**Assignment:** Give back all of the records exactly.

------ Supplied material ------

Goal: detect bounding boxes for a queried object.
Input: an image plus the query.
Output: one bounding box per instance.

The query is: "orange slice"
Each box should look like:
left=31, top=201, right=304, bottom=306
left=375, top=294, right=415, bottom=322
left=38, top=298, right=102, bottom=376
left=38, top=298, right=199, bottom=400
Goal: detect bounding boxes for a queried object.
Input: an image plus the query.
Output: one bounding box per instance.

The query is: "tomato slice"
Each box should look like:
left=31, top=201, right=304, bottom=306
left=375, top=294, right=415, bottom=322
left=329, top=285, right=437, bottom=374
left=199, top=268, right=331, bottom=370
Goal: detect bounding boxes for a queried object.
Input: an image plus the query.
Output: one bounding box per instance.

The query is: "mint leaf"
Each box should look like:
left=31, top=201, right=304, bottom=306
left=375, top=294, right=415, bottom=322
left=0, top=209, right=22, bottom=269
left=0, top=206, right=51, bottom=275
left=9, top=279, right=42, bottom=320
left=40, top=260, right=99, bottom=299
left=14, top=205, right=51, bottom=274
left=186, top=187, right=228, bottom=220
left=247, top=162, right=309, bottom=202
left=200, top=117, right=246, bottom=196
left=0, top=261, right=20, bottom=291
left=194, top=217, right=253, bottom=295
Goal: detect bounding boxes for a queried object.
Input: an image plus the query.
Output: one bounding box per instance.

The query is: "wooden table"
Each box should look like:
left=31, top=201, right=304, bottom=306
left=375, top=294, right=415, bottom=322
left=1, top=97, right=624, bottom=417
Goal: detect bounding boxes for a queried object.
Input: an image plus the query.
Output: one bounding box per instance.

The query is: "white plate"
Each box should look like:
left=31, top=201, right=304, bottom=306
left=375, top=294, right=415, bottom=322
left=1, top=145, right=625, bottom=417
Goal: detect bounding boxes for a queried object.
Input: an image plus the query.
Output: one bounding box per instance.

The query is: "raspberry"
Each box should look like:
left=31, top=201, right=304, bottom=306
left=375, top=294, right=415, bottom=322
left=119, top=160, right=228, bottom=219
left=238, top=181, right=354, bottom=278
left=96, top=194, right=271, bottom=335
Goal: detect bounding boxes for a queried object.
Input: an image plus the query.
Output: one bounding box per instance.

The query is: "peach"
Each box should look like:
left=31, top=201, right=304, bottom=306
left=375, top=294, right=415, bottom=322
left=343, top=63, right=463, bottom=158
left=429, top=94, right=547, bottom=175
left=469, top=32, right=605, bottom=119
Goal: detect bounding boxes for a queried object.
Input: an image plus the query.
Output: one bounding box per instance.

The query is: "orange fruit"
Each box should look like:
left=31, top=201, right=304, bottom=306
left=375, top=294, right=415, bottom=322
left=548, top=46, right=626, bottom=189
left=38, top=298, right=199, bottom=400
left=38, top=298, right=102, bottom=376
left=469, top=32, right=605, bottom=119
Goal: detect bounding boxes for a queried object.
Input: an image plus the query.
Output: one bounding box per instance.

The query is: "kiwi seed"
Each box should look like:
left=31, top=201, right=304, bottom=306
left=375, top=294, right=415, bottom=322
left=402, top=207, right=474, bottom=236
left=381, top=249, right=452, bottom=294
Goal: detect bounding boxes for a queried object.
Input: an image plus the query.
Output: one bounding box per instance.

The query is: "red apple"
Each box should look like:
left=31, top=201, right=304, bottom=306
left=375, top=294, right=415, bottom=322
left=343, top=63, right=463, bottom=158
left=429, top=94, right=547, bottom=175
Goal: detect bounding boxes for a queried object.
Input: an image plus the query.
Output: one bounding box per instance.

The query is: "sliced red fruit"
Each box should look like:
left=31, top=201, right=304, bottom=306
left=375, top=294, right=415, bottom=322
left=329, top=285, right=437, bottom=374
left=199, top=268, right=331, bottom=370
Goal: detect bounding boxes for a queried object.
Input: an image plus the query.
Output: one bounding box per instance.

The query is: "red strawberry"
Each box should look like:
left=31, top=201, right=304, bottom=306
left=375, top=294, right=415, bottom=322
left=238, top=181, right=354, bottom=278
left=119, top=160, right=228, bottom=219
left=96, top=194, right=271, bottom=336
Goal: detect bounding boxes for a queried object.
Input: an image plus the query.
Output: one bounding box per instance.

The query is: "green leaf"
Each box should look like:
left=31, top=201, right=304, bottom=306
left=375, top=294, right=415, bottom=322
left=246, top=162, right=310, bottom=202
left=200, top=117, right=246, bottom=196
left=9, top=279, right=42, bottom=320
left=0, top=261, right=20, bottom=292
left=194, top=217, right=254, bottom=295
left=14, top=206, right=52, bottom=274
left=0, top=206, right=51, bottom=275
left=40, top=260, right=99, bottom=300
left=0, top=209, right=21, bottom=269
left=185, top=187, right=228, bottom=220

------

**Answer area:**
Goal: detect bounding boxes for a queried object.
Input: an image plus the query.
Output: one bounding box per instance.

The query is: "orange slice"
Each box should look like:
left=31, top=201, right=304, bottom=306
left=375, top=294, right=415, bottom=322
left=38, top=298, right=102, bottom=376
left=38, top=298, right=199, bottom=400
Goal: detect bounding boxes for a queried object.
Input: an image plus the query.
Output: one bounding box per instance.

The query is: "tomato slice"
Each box should look like:
left=31, top=201, right=304, bottom=306
left=375, top=294, right=415, bottom=322
left=329, top=285, right=437, bottom=374
left=199, top=268, right=331, bottom=370
Goal: detect bounding boxes for a queried object.
Input: an image plus the query.
Output: one bounding box per instance.

The query is: "mint leaf"
Each box should look like:
left=31, top=201, right=304, bottom=306
left=375, top=294, right=415, bottom=322
left=0, top=209, right=22, bottom=269
left=0, top=206, right=51, bottom=275
left=9, top=279, right=42, bottom=320
left=40, top=260, right=99, bottom=299
left=14, top=205, right=51, bottom=274
left=186, top=187, right=228, bottom=220
left=247, top=162, right=309, bottom=202
left=200, top=117, right=246, bottom=196
left=0, top=261, right=20, bottom=291
left=194, top=217, right=253, bottom=295
Goal: detect bounding boxes for a queried object.
Input: an image plus the query.
Output: one bounding box per instance.

The query is: "wooden table"
Each box should look like:
left=31, top=201, right=304, bottom=306
left=375, top=294, right=415, bottom=322
left=1, top=97, right=624, bottom=417
Goal: detect bounding boxes for a queried object.
Input: an image plus the query.
Output: one bounding box per instance.

The query is: "white plate"
Each box should look like:
left=31, top=201, right=304, bottom=306
left=375, top=294, right=415, bottom=322
left=1, top=145, right=625, bottom=417
Goal: detect bounding boxes for a queried object.
Input: an image plus the query.
Output: one bounding box per instance.

The query is: "raspberry"
Each box should look like:
left=31, top=201, right=304, bottom=306
left=375, top=294, right=415, bottom=322
left=119, top=160, right=228, bottom=219
left=238, top=181, right=354, bottom=278
left=96, top=194, right=271, bottom=335
Goal: detect bounding boxes for a queried object.
Input: an image plus the query.
Output: one bounding box per instance.

The query is: "peach"
Each box should look like:
left=31, top=201, right=304, bottom=306
left=375, top=294, right=415, bottom=322
left=343, top=63, right=463, bottom=158
left=429, top=94, right=547, bottom=175
left=469, top=32, right=605, bottom=119
Goal: detect bounding boxes for a queried object.
Input: an image plus the query.
Output: one bounding box per instance.

The query is: "orange fruit"
Each box should look like:
left=31, top=201, right=304, bottom=306
left=375, top=294, right=415, bottom=322
left=548, top=46, right=626, bottom=189
left=38, top=298, right=199, bottom=400
left=38, top=298, right=102, bottom=376
left=469, top=32, right=605, bottom=119
Goal: detect bounding boxes for a queried object.
Input: an image plus the query.
Output: one bounding box per instance.

The query is: "kiwi seed"
Each box should look like:
left=31, top=201, right=304, bottom=306
left=375, top=294, right=415, bottom=322
left=402, top=207, right=474, bottom=236
left=381, top=249, right=452, bottom=294
Goal: detect bounding boxes for a queried object.
Input: an image plus the query.
Output: one bounding box per instance.

The query is: "red apple"
Each box should look like:
left=31, top=201, right=304, bottom=306
left=375, top=294, right=415, bottom=322
left=343, top=63, right=463, bottom=158
left=429, top=94, right=547, bottom=175
Goal: detect bounding boxes for a queried object.
Input: an image plus the query.
Output: one bounding box per instance.

The query is: "sliced red fruit"
Each box should look like:
left=31, top=201, right=304, bottom=306
left=375, top=294, right=415, bottom=322
left=329, top=285, right=437, bottom=374
left=199, top=268, right=331, bottom=370
Goal: detect bounding boxes for a queried object.
Input: an image plus the query.
Output: one bounding box per instance.

The query is: "red strawberry"
Each box should look like:
left=31, top=201, right=304, bottom=306
left=375, top=294, right=415, bottom=322
left=238, top=181, right=354, bottom=278
left=119, top=160, right=228, bottom=219
left=96, top=194, right=271, bottom=336
Goal: detect bounding boxes for a queried object.
Input: an image plus the query.
Output: one bounding box per instance.

The query is: "green leaf"
Each box should look like:
left=31, top=201, right=304, bottom=306
left=375, top=294, right=415, bottom=322
left=246, top=162, right=310, bottom=202
left=200, top=117, right=246, bottom=196
left=9, top=279, right=42, bottom=320
left=0, top=261, right=20, bottom=292
left=194, top=217, right=254, bottom=295
left=14, top=206, right=52, bottom=274
left=0, top=206, right=51, bottom=275
left=40, top=260, right=99, bottom=300
left=0, top=209, right=21, bottom=269
left=185, top=187, right=228, bottom=220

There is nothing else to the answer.